▶ _WORK TASK_: Make an exact copy of all the records that follow, apart from the pictures.

▶ _Records excerpted from a collection_:
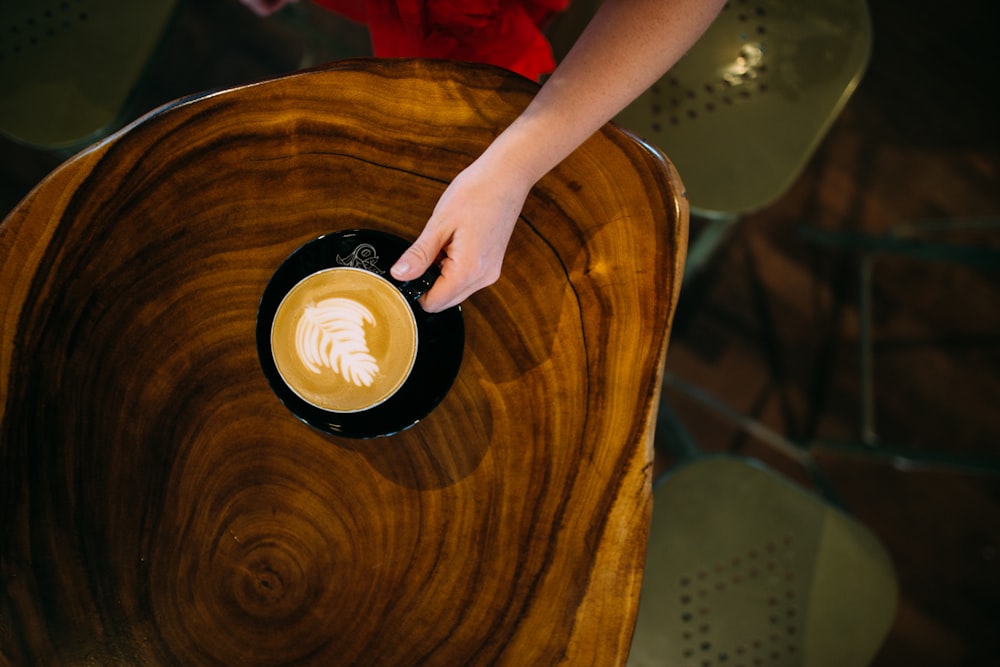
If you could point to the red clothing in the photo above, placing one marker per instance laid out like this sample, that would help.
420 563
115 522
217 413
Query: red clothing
506 33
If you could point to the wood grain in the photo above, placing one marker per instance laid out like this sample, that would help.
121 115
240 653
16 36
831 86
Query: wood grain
160 506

▶ _FINAL ANSWER_:
If you could point to the red clothing in the photo above, placing one marker per instance laid out like this sample, that would help.
420 563
115 522
217 413
Query: red clothing
506 33
If you could point to the wood grain in the photo above, placing one marker per instance laid out like this sample, that would help.
121 115
240 653
16 36
831 86
Query: wood grain
160 506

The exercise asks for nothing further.